--- EXTRACT TO READ Enclosed Below ---

Well, we live in a country supposedly Pharaohless
But all over town and in churches abide
Powerful weeklings who practice they're politics
Stealing from Jesus his beutiful bride
Whether you're Pharisees, Sadducees, heresies
You best get outta God's way!
(God is sayin')

Freedom to dance
Freedom to sing
Freedom to grow
I'm telling you Pharaoh let Gods people go!

I think if you distilled what the Vineyard's about, it is that freedom to be what God wants his people to be, steering clear of the Pharisees, Sadducees and heresies that get in the way of a fruitful life in Christ. That spirit's in abundance around the capital-C Church, but often gets channeled into old programs and old paradigms.

I was hanging out with our home group people (you should mingle more at these multi-church things and meet people from the other churches, but you don't) and Deb was recounting her youth in the Church of God. The hymns in the CoG hymnal were contemporary ditty written by on-fire church founders. However, they were contemporary circa 1900. When she was a youth in the early 70s, her church youth crowd in California were listening to the proto-CCM of Keith Green, Second Chapter of Acts and Larry Norman; the stuff that DS Warner and other were writing nearly a century ago wasn't reaching them.

One thing that struck me this morning as I was writing this up is that translating the Gospel isn't just a language issue but a cultural issue as well. We spend a lot of time and effort in translating stuff into new languages but seem to have a tin ear about translating it into other cultures. Music is part of that translation; if people have songs in their style that they're accustomed to, they take it to heart better. If they have preaching in a form that they're comfortable with, they'll take the message to heart better.

Traditionalists will often look down their nose at making the Gospel relevant; that's often seen as letting secular culture seep into the church. However, that can lead to a defensive mentality that has us circling the wagons and not reaching the world; as I looked at last week, that defeatism will drive a lot of folks away from the Church.

Instead of defending the church against culture, the church might out to sactify and reclaim culture, taking the cultural forms that people are used to and give them Christian content rather than unholy content.

Edifier du Jour:Matthew 26:6-13 (NASB)

6: Now when Jesus was in Bethany, at the home of Simon the leper,

7: a woman came to Him with an alabaster vial of very costly perfume, and she poured it on His head as He reclined at the table.

--- End of Enclosed EXTRACT TO READ ---
--- STORED DATA Enclosed Below ---

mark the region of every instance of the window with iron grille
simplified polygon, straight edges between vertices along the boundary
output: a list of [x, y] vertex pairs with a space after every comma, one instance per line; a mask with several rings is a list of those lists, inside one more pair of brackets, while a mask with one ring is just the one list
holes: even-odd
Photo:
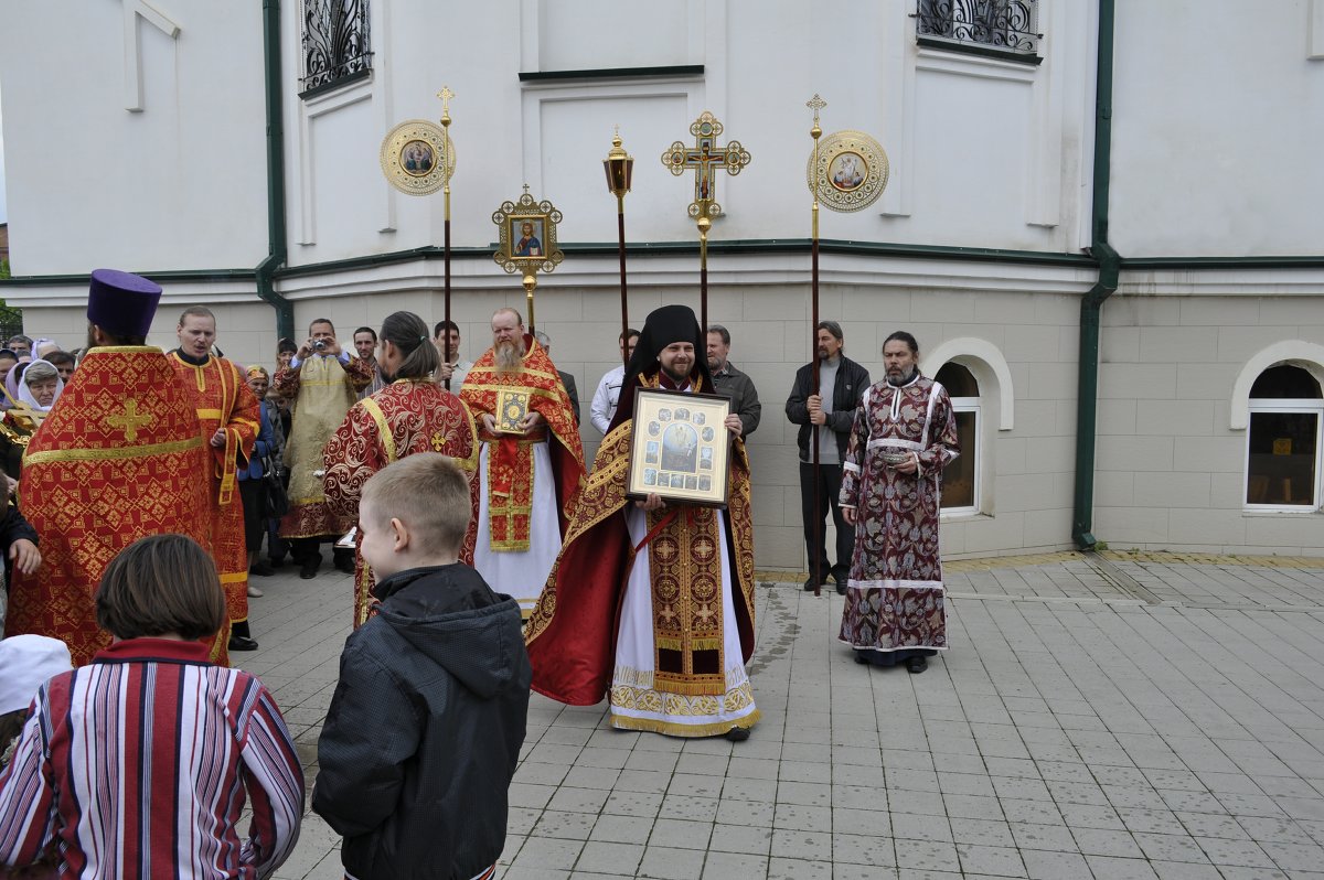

--- End of Enclosed STORED DATA ---

_WHAT TO WORK ON:_
(A) Write out the blog post on faith and culture from "Well, we live" up to and including "and old paradigms.".
(B) Please extend the blog post on faith and culture beyond its last line.

_ANSWER SECTION:_
(A)
Well, we live in a country supposedly Pharaohless
But all over town and in churches abide
Powerful weeklings who practice they're politics
Stealing from Jesus his beutiful bride
Whether you're Pharisees, Sadducees, heresies
You best get outta God's way!
(God is sayin')

Freedom to dance
Freedom to sing
Freedom to grow
I'm telling you Pharaoh let Gods people go!

I think if you distilled what the Vineyard's about, it is that freedom to be what God wants his people to be, steering clear of the Pharisees, Sadducees and heresies that get in the way of a fruitful life in Christ. That spirit's in abundance around the capital-C Church, but often gets channeled into old programs and old paradigms.

(B)
8: But the disciples were indignant when they saw this, and said, "Why this waste?

9: "For this perfume might have been sold for a high price and the money given to the poor."

10: But Jesus, aware of this, said to them, "Why do you bother the woman? For she has done a good deed to Me.

11: "For you always have the poor with you; but you do not always have Me.

12: "For when she poured this perfume on My body, she did it to prepare Me for burial.

13: "Truly I say to you, wherever this gospel is preached in the whole world, what this woman has done will also be spoken of in memory of her."

Today, we often have a fight in the Church between spending money on poverty-fighting or on missions/evangelism. There's been a lot of bad political rhetoric on the right that twists verse 11, wanting to call a ceasefire on the War on Poverty. No, it's not that Jesus isn't saying to help the poor, but that worship of Him is also important, especially when people are in His presence.

It isn't an either/or question. Helping the poor in the right ways is a witnessing tool, for people can see the love of Christ in action. However, alms without the Good News produces well-fed hellbounders.

Part of the split in focus may stem from the relative lack of importance that those on the spiritual left place of Jesus. If a relationship with him is nice but not a prereq for salvation, then charitable works seem more important. For those on the right, that relationship with Jesus is primary, so evangelism takes center stage and charity becomes a supporting player.

I'm more on the second group, although we should remember not to make charity a bit part in the script.